SQL 8 : Indexing

Qubits of DPK

April 11, 2026

Core DBMS

1. Recap of SQL 7

Previously we learned subqueries, correlated subqueries, EXISTS / NOT EXISTS, IN / ANY / ALL, and Views. Now we move to something completely different. Instead of writing queries, we learn how to make queries faster. That concept is called Indexing.

2. Why Indexing Exists

Imagine a table with 10 rows — finding a record is easy. But what about 50 million rows?

sql

QUBITS OF DPK

1SELECT *
2FROM transactions
3WHERE transaction_id = 9834729;

Without indexing, the database must check every single row from 1 to 50,000,000. This is called a Full Table Scan, and it is very slow.

3. Real World Analogy

Think about a book. If you want to find the word "Database", you could read every page from the beginning — or you could check the index page:

sql

QUBITS OF DPK

1Database → Page 342

You immediately jump to the right page. Database indexes work exactly like this.

4. What is an Index?

An index is a data structure that helps the database locate rows faster. If we frequently search by email, we create an index on that column:

sql

QUBITS OF DPK

1CREATE INDEX idx_email
2ON users(email);

Now the database can locate email values without scanning the entire table.

5. Full Table Scan vs Index Lookup

Without an index, a query like this:

sql

QUBITS OF DPK

1SELECT *
2FROM users
3WHERE email = 'john@gmail.com';

forces the database to scan every row — time complexity O(N).

With an index, the database looks into the index structure first and jumps directly to the matching row — time complexity O(log N). That is a massive performance improvement at scale.

6. Data Structures Used for Indexing

Most relational databases use B+ Trees as their index structure. Some databases also support hash indexes, but B+ Trees are by far the most common.

Why not use Hash Maps? Hash maps allow O(1) lookups, which sounds faster. However, they cannot support range queries, sorting, or partial scans. A query like:

sql

QUBITS OF DPK

1SELECT *
2FROM orders
3WHERE amount BETWEEN 100 AND 500;

cannot be served efficiently by a hash index. B+ Trees handle this naturally because values are stored in sorted order.

7. How B+ Trees Work

A B+ Tree organizes values in a sorted tree structure:

sql

QUBITS OF DPK

1        40
2      /    \
3   20       60
4  /  \     /  \
510   30   50   70

Searching for 50 takes only a few steps — go right at 40, go left at 60, found at 50. This is why B+ Trees scale well even to billions of rows.

8. Clustered vs Non-Clustered Index

A clustered index determines the physical order of rows on disk. Most databases automatically create a clustered index on the primary key, so rows are stored in primary key order. There can only be one clustered index per table.

A non-clustered index is a separate structure that stores pointers back to the actual rows:

sql

QUBITS OF DPK

1Email Index
2
3alice@gmail.com → row 10
4bob@gmail.com   → row 5
5john@gmail.com  → row 1

You can have many non-clustered indexes on a single table.

9. Composite Index

When queries filter on multiple columns together, a composite index covers them in one structure:

sql

QUBITS OF DPK

1CREATE INDEX idx_customer_date
2ON orders(customer_id, order_date);

The Left Prefix Rule — this is critical to understand. The index (customer_id, order_date) works for queries filtering on customer_id alone, or customer_id + order_date together. It does not work efficiently for order_date alone, because the left prefix is missing.

+++

* _Set problem_
Rewrite the indexing article from "8. Clustered vs" up to and including "index per table.", changing "disk" to "storage". The listing that comes next has nothing to do with the indexing article.

* _Dataset content_
+++

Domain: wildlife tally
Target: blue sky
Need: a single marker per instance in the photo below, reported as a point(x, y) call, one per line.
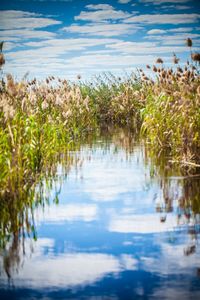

+++

* _In response_
8. Clustered vs Non-Clustered Index

A clustered index determines the physical order of rows on storage. Most databases automatically create a clustered index on the primary key, so rows are stored in primary key order. There can only be one clustered index per table.